| INSTRUCTIONS TO FOLLOW |
Reproduce exactly the line with "The layout is" and the lines after it. Stop at the last line of the data and include nothing else.

[Dataset entries]

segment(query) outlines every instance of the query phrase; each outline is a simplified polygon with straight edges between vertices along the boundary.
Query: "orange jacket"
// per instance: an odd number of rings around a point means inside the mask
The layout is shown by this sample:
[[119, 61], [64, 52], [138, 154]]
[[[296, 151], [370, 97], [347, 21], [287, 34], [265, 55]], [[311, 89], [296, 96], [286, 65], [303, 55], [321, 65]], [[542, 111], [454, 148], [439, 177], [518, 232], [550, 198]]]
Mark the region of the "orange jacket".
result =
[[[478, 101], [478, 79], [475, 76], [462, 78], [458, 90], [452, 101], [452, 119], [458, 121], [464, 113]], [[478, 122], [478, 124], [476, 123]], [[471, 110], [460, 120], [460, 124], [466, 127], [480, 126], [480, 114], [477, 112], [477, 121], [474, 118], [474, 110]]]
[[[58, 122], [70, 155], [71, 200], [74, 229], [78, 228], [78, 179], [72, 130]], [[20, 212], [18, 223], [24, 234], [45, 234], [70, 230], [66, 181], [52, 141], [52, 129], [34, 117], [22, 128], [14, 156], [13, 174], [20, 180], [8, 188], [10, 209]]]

| TASK RESULT |
The layout is shown by this sample:
[[119, 61], [64, 52], [138, 154]]
[[[296, 151], [370, 97], [347, 21], [287, 34], [265, 55]], [[311, 89], [296, 96], [286, 65], [303, 55], [321, 65]], [[542, 111], [454, 148], [439, 177], [518, 232], [550, 198]]]
Mark the region of the "orange jacket".
result =
[[[478, 101], [478, 79], [475, 76], [462, 78], [458, 90], [452, 101], [452, 119], [458, 121], [464, 113]], [[478, 122], [478, 124], [476, 123]], [[471, 110], [460, 120], [460, 124], [466, 127], [480, 126], [480, 114], [477, 112], [477, 121], [474, 118], [474, 110]]]
[[[58, 122], [70, 155], [71, 200], [74, 229], [78, 228], [78, 179], [72, 130]], [[20, 212], [18, 223], [24, 234], [45, 234], [70, 230], [66, 181], [52, 141], [52, 129], [34, 117], [22, 128], [14, 156], [13, 174], [20, 180], [8, 188], [10, 209]]]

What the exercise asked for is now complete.